## STATED GOAL
Rewrite the lines below as a numbered list, skipping any blank lines. Leave the pictures out of your answer.

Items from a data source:
◆ ◆ ◆ ◆

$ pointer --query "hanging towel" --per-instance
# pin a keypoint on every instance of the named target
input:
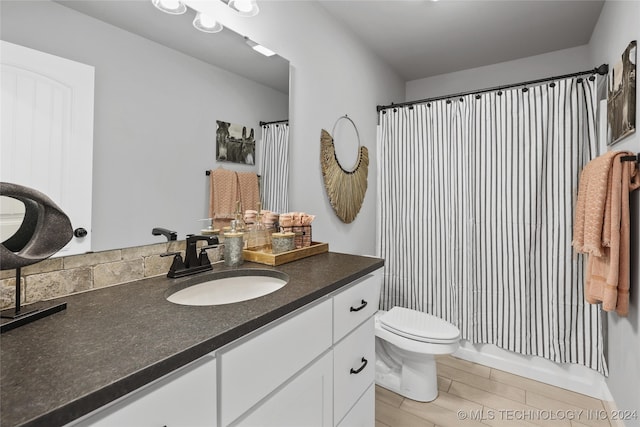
(223, 196)
(249, 191)
(607, 278)
(590, 205)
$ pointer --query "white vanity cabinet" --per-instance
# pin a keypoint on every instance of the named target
(354, 351)
(314, 367)
(186, 397)
(251, 369)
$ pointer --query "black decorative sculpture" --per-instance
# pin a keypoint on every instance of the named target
(45, 229)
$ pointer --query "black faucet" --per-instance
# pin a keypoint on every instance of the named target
(193, 263)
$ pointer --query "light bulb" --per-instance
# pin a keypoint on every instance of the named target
(243, 5)
(173, 7)
(245, 8)
(206, 23)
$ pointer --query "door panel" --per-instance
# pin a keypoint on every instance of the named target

◆ ◆ ◆ ◆

## FINISHED TASK
1. $ pointer --query "hanging towel" --per-instance
2. # pin a keypoint on every instance of the named target
3. input:
4. (223, 196)
5. (249, 191)
6. (607, 278)
7. (590, 205)
8. $ pointer --query "white vanity cabinet" --per-instance
9. # pin a keypoint on every instance of the named target
10. (354, 351)
11. (314, 367)
12. (186, 397)
13. (251, 369)
14. $ pointer --query "black decorative sculpture" --per-instance
15. # pin a keypoint on every instance of the named target
16. (45, 229)
17. $ pointer --query "black faucet" --per-instance
18. # pin a keypoint on every instance of the named target
19. (193, 263)
20. $ pointer --query "light bulb" --per-instance
21. # pin a keypoint on every instance of the named target
22. (243, 5)
23. (173, 7)
24. (245, 8)
25. (206, 23)
26. $ pointer --query "door panel" --per-instance
27. # pin a keypoint on every instance of the named target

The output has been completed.